YOUR INSTRUCTIONS: Rewrite the records below with every "put a marker on" changed to "place a point on" and all other text left unchanged. Omit the pictures from your version.

DATA SECTION:

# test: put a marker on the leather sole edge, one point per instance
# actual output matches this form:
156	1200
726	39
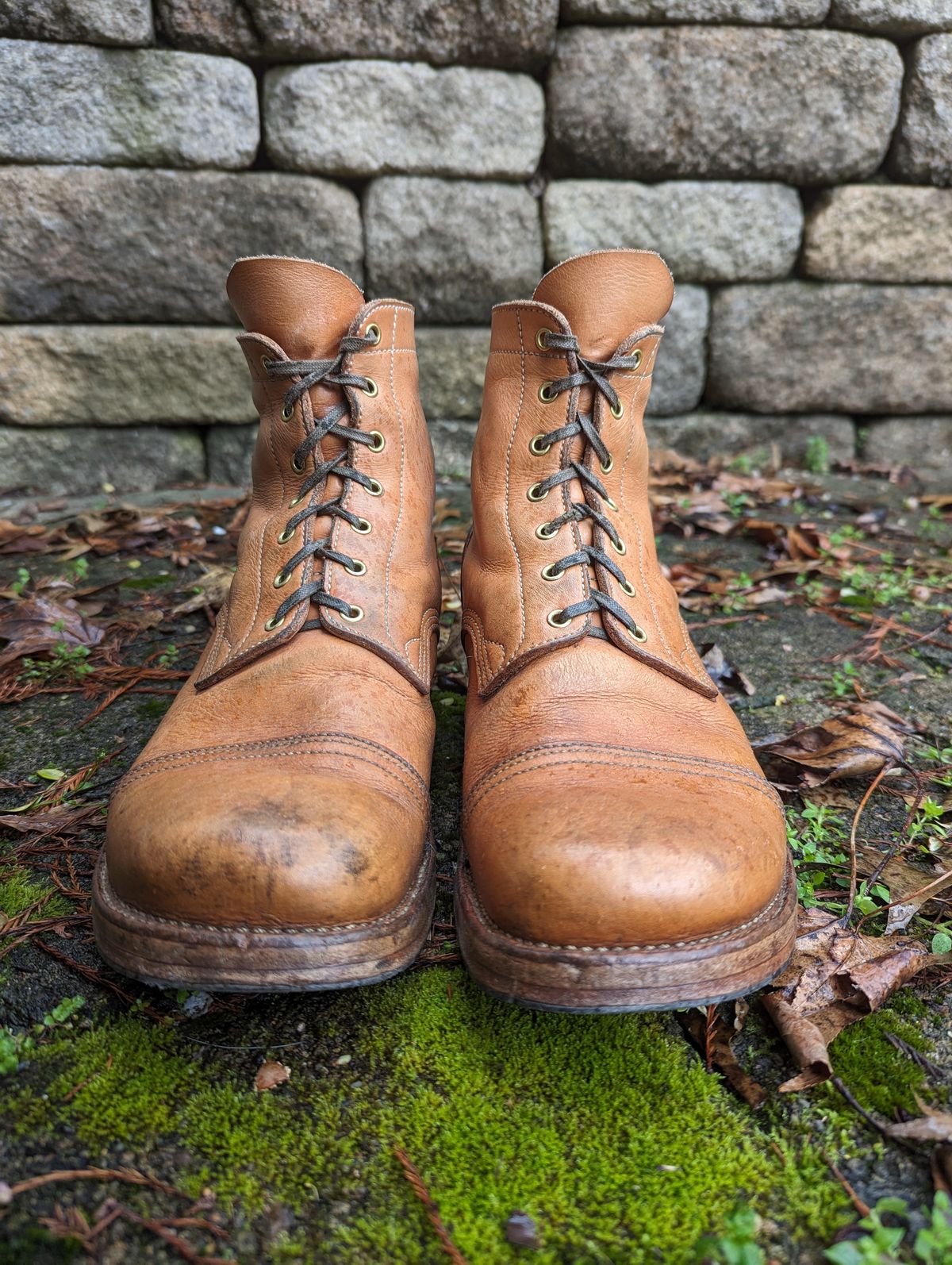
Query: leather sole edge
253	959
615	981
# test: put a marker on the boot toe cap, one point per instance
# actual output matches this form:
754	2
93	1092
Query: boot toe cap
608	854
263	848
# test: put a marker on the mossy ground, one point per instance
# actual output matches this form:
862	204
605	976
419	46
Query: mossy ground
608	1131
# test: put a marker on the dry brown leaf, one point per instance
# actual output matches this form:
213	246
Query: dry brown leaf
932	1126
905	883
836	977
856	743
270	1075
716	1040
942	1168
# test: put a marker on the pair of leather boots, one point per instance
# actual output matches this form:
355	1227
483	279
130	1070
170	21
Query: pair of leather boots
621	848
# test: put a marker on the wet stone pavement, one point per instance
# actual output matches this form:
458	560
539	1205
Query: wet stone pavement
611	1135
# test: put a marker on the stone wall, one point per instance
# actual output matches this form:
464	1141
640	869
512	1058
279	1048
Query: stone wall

WRITTEN ANSWER:
# test: place a point on the leather sole edge, one point per instance
# actual output matches this form:
156	1200
726	39
Query: leather sole edge
253	959
615	981
# test: place a point on the boot toe cap, one point per instance
# actual output matches this form:
754	2
93	1092
Query: boot toe cap
608	854
263	848
# test: place a point on the mossy ground, one point per instance
# actual output matches this form:
862	204
605	976
419	46
Query: mossy ground
608	1131
# test: place a point on the dry brown leaf, one point per instance
# actual output matches this form:
213	246
Query: dry brown leaf
932	1126
905	883
836	977
856	743
270	1075
716	1040
942	1168
# test: place a point on the pair of leather boots, one point per instance
# actual output matches this form:
355	1227
483	279
130	1070
170	21
Query: pair of leather boots
621	848
# test: place a point on the wet stone pavement, one point per instance
# actual output matches this form:
458	560
539	1205
Query: wet stone pavement
611	1135
# test: place a point on the stone wall, one point per instance
# actual output matches this form:
464	1141
640	869
512	1058
279	1048
Query: stone wall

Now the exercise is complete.